In the records below, begin at the line that contains "Where can the stone pillar" and stop after the line that contains "<point>124,79</point>". Return every line in that range verbatim, with nothing else.

·····

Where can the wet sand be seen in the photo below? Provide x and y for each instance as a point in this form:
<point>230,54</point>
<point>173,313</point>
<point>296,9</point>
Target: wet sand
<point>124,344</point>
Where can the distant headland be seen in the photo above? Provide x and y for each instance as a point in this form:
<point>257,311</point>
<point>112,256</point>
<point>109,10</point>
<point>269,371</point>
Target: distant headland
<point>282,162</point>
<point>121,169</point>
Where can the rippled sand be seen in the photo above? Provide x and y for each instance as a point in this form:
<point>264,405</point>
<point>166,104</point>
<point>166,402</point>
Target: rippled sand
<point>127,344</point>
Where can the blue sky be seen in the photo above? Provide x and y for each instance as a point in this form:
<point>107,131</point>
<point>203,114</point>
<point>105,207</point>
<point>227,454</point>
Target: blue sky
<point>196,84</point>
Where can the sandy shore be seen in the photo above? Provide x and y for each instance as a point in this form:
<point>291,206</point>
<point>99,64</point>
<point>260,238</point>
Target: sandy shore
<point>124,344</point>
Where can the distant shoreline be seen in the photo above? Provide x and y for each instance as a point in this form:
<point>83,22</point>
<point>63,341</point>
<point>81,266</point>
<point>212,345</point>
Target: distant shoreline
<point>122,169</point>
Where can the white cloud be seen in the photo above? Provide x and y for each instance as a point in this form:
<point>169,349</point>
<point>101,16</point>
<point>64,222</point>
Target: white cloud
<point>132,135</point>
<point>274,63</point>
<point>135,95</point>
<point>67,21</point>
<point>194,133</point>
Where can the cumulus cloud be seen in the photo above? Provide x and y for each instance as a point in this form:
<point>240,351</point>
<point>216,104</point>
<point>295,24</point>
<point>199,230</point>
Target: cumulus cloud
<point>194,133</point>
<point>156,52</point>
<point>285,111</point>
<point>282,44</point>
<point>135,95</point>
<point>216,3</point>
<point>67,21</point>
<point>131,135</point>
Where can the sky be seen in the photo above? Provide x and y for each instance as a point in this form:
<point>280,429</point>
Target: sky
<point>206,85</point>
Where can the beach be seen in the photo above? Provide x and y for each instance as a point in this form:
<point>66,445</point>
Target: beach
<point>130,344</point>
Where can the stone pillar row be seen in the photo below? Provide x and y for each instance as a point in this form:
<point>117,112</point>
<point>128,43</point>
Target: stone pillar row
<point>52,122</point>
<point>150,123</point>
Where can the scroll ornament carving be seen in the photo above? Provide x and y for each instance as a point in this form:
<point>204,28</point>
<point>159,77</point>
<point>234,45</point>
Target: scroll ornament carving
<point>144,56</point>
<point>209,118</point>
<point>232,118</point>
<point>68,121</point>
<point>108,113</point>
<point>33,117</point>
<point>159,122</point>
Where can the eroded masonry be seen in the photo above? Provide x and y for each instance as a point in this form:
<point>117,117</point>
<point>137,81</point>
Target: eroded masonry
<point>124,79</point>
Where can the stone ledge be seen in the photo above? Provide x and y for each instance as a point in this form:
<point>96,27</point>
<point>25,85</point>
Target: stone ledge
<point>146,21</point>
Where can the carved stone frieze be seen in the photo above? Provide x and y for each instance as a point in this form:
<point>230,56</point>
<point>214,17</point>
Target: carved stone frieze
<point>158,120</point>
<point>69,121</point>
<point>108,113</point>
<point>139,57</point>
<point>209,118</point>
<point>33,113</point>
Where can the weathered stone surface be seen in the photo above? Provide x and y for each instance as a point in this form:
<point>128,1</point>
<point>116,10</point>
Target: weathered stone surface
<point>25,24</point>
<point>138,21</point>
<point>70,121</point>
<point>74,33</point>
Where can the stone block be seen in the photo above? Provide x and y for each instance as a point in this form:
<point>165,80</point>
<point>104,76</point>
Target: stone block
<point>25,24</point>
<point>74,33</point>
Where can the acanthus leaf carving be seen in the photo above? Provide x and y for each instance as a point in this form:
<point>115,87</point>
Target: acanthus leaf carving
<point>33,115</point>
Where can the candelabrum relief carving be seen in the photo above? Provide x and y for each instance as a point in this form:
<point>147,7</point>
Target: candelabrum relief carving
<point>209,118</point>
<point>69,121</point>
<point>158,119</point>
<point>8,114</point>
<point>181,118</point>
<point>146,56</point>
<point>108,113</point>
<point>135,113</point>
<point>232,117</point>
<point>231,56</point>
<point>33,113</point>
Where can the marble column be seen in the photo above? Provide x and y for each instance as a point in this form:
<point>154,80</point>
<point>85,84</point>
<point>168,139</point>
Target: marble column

·····

• Written solution:
Where can the stone pillar row be seen in the photo below? Provide x and y for each instance as a point in this form:
<point>117,112</point>
<point>128,43</point>
Target: stone pillar row
<point>52,122</point>
<point>150,123</point>
Where can the scroll ornament carving be seen in the photo above? Provide x and y for each instance as a point in this form:
<point>204,28</point>
<point>159,77</point>
<point>234,45</point>
Target: scroll ornament carving
<point>144,56</point>
<point>209,118</point>
<point>232,118</point>
<point>68,121</point>
<point>108,113</point>
<point>33,117</point>
<point>159,122</point>
Where can the eroded masonry be seen in the photo above? Provide x and y for each instance as a point in this form:
<point>117,117</point>
<point>137,81</point>
Target: eroded masonry
<point>124,79</point>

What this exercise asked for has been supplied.